EXERCISE DIRECTIONS
Lift every line from the entries that includes the word "sample".

DATA FOR REVIEW
++++++

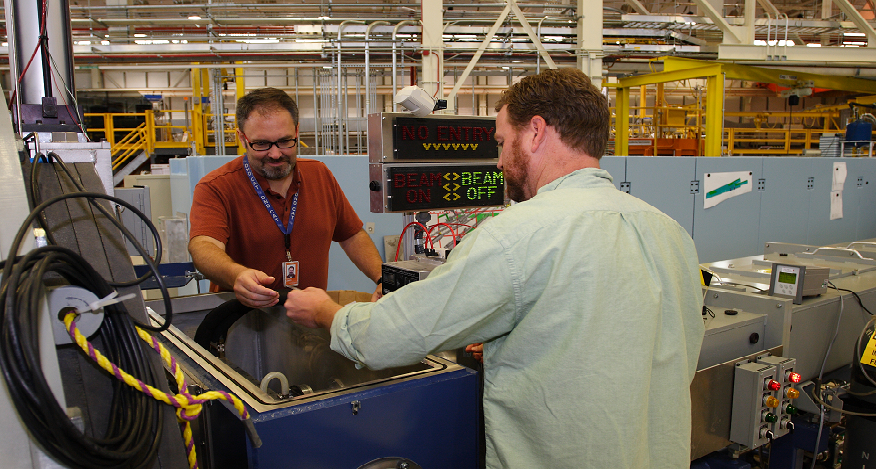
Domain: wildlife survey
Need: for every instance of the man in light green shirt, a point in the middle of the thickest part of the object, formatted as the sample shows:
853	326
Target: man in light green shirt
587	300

++++++

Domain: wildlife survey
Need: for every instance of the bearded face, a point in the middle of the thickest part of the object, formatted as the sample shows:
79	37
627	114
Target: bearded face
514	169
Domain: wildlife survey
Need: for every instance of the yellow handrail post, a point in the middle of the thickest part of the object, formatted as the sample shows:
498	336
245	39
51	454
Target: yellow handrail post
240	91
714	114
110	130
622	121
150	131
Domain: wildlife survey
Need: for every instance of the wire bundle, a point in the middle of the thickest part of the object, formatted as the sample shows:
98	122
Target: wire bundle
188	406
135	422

++++++

ANSWER TO THIS TASK
Need: for every instance of the man in light green shirt, a point in the middle of the thickest part of the object, formatted as the sample shows:
Need: for every instance of the bearded face, a point in the middle of the thickest part of the object, formatted as the sample shows:
Need: for every instance of the yellow handrail post, a point in the middle of the thickest part of the object, formatted as the sample shows:
Need: for every instance of the wire bundle, a point in the middle of the thickest part of the object, formatted as the sample shows:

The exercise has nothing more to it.